Selected text
Donald Glover Explains His Creative Falling Out With Phoebe Waller-Bridge Over 'Mr. and Mrs. Smith'

The pair was set to create and star in the new 'Mr. & Mrs. Smith' but Waller-Bridge ultimately left the project.

Donald Glover says his creative split from Phoebe Waller-Bridge on Mr. & Mrs. Smith was nothing personal.

The actor and co-star Maya Erskine -- who play the titular pair of assassins who go undercover as a couple in the new Prime Video series -- recently sat down with The Hollywood Reporter, where Glover opened up about why Waller-Bridge ultimately left the project.

The pair was initially set to create and star in the show together, but Waller-Bridge departed when the show was in pre-production and Erskine took on her role.

"I think a good relationship is one where you don’t waver from the extremely uncomfortable," Glover says of his creative differences with the Fleabag creator and star. "And I don’t know if we were ever going to get to a place where we could be completely brutal to each other."

Your goal
Reproduce the passage from the article on Donald Glover and Phoebe Waller-Bridge above, starting at "Donald Glover Explains" and ending at "on her role.".

[Data records]
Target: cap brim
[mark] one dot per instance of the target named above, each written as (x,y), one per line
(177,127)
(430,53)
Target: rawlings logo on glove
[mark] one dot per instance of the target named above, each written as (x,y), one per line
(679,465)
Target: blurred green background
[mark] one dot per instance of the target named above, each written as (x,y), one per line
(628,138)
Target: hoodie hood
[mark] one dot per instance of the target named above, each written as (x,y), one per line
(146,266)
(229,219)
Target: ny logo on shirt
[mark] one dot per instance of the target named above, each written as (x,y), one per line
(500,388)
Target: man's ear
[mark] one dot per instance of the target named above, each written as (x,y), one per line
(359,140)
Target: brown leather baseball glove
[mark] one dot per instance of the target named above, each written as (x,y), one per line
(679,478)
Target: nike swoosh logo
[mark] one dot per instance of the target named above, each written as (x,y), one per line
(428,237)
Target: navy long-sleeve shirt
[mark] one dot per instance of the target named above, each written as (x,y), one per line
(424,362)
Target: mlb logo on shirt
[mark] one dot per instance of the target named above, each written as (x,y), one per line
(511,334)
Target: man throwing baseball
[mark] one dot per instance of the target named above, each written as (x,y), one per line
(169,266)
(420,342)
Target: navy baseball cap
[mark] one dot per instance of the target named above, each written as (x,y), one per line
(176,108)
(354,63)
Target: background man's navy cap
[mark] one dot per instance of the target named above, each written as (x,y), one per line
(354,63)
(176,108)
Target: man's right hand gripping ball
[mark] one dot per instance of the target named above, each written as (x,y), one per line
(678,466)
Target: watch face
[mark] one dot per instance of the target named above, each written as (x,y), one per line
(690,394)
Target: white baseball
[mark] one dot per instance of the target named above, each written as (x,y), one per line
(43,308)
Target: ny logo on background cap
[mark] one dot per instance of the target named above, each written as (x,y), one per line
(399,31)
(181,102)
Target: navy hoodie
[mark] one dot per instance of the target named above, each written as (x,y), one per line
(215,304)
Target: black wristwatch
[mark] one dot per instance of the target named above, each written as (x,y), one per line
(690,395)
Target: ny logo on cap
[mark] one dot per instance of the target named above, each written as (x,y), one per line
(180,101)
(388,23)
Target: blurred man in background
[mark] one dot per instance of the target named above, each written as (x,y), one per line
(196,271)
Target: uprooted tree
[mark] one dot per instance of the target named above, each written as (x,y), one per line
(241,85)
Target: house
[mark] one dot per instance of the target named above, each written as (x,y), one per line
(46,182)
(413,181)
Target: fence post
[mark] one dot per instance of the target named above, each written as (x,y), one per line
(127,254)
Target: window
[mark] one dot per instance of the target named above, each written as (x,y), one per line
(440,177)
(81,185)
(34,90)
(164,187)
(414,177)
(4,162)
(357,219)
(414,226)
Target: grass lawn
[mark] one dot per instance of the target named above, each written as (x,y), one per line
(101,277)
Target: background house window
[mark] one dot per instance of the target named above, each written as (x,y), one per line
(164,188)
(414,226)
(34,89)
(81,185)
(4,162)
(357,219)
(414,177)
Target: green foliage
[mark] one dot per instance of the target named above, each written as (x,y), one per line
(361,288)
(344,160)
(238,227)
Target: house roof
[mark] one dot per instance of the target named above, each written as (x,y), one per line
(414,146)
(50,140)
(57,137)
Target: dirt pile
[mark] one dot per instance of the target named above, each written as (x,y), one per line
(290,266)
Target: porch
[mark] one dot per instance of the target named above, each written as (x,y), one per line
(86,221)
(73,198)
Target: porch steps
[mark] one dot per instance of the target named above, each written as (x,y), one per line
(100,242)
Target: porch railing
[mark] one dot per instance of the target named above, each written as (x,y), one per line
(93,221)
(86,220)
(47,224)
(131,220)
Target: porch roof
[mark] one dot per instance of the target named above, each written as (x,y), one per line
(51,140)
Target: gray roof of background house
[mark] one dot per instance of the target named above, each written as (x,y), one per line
...
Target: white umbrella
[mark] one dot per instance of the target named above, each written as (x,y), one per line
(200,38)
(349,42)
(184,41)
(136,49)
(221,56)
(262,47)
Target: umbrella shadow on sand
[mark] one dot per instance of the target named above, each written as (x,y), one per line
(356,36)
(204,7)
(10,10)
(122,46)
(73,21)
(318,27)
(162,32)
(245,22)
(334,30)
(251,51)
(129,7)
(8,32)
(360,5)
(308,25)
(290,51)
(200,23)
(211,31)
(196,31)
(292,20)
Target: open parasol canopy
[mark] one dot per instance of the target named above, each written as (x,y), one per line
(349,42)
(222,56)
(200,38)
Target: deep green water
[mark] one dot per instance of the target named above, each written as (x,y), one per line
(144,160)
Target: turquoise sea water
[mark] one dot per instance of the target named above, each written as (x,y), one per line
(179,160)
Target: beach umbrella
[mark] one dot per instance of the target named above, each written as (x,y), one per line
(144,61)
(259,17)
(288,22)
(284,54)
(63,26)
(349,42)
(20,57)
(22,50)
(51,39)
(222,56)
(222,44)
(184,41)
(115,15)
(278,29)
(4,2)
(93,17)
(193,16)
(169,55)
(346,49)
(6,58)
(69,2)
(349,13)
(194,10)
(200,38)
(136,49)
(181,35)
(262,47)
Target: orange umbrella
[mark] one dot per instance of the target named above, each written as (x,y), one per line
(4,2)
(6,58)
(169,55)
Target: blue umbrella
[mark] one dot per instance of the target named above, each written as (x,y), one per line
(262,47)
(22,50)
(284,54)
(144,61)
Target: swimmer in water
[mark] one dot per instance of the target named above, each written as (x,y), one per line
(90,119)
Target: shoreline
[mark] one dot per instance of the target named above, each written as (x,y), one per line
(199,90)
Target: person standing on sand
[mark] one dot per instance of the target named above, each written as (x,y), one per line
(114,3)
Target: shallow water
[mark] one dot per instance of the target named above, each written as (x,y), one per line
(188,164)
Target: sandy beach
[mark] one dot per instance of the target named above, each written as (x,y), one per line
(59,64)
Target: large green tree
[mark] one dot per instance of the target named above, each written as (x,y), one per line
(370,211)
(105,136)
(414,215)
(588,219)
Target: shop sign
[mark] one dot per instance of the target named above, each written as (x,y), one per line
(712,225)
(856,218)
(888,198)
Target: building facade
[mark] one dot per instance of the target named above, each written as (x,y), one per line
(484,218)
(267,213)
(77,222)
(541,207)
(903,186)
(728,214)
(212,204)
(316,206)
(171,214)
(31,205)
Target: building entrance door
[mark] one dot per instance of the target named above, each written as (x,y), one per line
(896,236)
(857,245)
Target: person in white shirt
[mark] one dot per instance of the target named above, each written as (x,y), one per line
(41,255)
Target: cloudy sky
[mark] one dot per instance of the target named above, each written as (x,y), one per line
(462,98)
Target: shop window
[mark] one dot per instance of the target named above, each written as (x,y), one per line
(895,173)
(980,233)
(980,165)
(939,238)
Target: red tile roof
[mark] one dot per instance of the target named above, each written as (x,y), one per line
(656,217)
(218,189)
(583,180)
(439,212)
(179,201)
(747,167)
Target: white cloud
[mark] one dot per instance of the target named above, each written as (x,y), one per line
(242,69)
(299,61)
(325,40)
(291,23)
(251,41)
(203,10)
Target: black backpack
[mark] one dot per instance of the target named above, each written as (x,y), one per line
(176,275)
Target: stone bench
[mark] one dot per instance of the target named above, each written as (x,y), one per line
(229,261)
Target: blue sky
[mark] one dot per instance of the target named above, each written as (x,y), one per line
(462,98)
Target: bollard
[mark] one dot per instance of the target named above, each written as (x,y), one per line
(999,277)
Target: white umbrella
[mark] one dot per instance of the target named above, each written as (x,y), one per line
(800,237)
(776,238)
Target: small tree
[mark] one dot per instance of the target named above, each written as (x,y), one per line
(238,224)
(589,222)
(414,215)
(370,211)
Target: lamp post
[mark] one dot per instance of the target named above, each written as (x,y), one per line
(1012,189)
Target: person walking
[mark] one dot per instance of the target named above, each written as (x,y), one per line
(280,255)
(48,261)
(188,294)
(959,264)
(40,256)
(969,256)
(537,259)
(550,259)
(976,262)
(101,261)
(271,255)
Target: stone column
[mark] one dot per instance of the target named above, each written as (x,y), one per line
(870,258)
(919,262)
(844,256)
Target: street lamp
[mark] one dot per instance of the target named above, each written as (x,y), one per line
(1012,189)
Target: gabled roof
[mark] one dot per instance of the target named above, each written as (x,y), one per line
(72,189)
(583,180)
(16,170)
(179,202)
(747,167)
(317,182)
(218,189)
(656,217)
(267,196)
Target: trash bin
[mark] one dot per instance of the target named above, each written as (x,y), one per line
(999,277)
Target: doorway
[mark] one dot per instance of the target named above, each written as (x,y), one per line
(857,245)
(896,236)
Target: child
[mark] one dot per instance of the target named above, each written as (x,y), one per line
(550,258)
--
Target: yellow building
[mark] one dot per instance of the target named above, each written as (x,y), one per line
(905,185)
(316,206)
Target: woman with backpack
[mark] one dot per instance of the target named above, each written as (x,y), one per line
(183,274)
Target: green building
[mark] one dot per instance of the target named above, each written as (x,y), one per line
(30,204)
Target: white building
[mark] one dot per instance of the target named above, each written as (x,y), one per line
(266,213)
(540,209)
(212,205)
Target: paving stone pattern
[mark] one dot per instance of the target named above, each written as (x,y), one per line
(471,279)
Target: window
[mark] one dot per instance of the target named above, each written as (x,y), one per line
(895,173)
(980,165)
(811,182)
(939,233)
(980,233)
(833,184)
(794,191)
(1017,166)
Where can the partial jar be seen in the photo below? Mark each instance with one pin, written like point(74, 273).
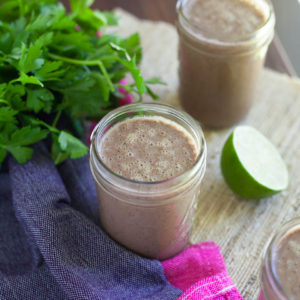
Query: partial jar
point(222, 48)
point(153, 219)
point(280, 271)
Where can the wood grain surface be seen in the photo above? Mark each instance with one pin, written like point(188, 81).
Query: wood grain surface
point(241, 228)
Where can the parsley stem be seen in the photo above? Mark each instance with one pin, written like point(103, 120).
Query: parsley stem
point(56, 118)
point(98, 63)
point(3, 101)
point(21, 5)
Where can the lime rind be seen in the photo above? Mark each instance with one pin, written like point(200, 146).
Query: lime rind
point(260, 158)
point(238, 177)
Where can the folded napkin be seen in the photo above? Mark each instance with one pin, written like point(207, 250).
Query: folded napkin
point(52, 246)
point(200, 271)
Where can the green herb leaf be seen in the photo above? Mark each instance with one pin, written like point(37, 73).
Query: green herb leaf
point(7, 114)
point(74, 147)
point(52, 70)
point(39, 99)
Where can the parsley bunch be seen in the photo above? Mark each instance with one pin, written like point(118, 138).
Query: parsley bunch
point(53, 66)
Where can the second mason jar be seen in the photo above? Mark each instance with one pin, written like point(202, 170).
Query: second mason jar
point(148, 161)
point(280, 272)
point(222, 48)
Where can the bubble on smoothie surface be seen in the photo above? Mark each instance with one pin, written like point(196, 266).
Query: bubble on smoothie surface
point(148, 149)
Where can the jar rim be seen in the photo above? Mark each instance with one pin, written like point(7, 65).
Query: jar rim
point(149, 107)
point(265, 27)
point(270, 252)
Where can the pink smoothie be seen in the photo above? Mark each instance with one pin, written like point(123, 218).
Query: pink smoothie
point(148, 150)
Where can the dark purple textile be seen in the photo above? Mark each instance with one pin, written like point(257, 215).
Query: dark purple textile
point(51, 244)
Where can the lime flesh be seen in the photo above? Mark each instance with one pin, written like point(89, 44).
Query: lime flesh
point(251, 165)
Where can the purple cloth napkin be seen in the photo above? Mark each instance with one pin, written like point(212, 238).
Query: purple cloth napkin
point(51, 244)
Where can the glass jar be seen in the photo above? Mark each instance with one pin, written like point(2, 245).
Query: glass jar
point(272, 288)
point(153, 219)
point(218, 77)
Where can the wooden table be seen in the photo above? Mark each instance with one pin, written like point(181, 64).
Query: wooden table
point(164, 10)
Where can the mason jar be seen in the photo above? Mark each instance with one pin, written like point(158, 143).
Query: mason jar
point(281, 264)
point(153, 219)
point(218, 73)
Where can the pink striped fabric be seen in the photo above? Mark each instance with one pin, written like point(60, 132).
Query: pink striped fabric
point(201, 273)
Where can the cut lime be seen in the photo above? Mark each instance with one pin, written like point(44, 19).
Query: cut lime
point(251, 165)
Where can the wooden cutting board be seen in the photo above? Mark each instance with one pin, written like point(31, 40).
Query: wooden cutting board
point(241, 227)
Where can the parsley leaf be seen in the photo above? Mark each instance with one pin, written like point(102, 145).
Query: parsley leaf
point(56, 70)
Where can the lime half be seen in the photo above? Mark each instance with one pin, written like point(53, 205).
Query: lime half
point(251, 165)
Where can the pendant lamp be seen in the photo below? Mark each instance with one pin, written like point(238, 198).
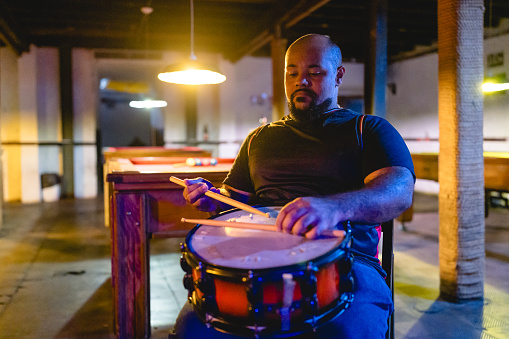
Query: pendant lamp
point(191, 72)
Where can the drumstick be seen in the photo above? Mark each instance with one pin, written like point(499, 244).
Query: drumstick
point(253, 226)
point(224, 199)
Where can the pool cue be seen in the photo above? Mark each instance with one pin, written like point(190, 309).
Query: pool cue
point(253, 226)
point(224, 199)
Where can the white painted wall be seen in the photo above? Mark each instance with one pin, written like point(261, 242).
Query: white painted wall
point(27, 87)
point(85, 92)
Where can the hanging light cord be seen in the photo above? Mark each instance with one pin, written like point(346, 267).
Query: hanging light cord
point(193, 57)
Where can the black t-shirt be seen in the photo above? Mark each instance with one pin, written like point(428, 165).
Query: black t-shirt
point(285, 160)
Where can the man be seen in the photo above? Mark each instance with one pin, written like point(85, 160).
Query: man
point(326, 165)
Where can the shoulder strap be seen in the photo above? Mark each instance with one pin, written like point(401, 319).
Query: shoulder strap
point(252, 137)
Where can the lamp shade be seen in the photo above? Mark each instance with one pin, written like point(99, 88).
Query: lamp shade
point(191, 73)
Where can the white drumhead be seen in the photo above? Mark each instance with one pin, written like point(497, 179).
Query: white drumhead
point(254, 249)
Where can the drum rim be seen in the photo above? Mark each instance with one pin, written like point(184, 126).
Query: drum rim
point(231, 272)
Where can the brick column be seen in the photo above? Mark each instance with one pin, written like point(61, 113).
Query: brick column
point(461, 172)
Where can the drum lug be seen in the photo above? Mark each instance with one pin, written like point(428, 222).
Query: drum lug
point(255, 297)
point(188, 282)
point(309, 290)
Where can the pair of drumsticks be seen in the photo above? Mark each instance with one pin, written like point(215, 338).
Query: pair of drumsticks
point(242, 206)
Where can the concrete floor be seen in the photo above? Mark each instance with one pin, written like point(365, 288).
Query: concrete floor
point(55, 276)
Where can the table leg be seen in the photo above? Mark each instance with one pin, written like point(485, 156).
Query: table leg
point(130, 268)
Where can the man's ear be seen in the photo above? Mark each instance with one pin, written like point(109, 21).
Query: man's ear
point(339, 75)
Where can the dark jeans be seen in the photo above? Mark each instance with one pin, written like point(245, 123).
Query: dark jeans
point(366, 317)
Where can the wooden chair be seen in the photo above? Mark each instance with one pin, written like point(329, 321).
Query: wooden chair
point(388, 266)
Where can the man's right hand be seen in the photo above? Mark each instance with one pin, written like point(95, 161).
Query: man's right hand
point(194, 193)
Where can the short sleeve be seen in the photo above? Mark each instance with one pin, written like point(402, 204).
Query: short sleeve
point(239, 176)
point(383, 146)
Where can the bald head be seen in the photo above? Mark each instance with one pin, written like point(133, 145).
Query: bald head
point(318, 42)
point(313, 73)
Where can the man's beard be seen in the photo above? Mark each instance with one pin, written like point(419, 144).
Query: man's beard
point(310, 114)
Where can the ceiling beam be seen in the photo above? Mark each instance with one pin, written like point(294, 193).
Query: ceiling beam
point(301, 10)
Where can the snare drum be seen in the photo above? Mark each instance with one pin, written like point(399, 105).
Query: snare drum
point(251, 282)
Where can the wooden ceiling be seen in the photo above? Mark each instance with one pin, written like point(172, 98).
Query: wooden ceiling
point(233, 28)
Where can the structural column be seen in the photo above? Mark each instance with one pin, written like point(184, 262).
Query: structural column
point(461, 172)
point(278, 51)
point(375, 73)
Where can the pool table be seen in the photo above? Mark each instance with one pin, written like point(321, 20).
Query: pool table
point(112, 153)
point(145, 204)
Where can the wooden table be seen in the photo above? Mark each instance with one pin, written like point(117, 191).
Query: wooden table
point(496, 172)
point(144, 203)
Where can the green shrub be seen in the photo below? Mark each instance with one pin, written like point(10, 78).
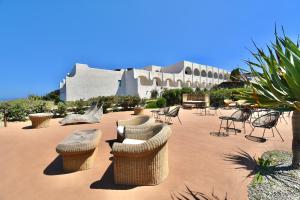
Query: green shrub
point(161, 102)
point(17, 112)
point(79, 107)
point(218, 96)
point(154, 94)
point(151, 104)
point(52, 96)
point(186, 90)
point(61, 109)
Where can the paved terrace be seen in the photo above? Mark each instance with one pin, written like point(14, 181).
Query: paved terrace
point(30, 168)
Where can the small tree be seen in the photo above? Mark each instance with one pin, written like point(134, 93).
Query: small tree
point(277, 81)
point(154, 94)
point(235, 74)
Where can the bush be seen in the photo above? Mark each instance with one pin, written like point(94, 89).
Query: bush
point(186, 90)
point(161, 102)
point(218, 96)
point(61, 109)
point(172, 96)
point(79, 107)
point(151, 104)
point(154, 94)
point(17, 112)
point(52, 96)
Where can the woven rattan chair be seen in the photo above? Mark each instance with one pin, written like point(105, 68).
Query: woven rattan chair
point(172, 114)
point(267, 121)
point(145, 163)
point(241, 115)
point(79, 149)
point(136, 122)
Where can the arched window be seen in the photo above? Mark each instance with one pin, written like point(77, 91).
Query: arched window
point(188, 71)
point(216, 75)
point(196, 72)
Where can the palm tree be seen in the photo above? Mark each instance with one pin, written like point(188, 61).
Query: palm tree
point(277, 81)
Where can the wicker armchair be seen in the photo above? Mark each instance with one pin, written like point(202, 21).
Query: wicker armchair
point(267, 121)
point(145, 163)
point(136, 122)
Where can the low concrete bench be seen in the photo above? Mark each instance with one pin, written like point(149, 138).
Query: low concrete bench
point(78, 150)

Exercise result
Donald Glover Explains His Creative Falling Out With Phoebe Waller-Bridge Over 'Mr. and Mrs. Smith'

The pair was set to create and star in the new 'Mr. & Mrs. Smith' but Waller-Bridge ultimately left the project.

Donald Glover says his creative split from Phoebe Waller-Bridge on Mr. & Mrs. Smith was nothing personal.

The actor and co-star Maya Erskine -- who play the titular pair of assassins who go undercover as a couple in the new Prime Video series -- recently sat down with The Hollywood Reporter, where Glover opened up about why Waller-Bridge ultimately left the project.

The pair was initially set to create and star in the show together, but Waller-Bridge departed when the show was in pre-production and Erskine took on her role.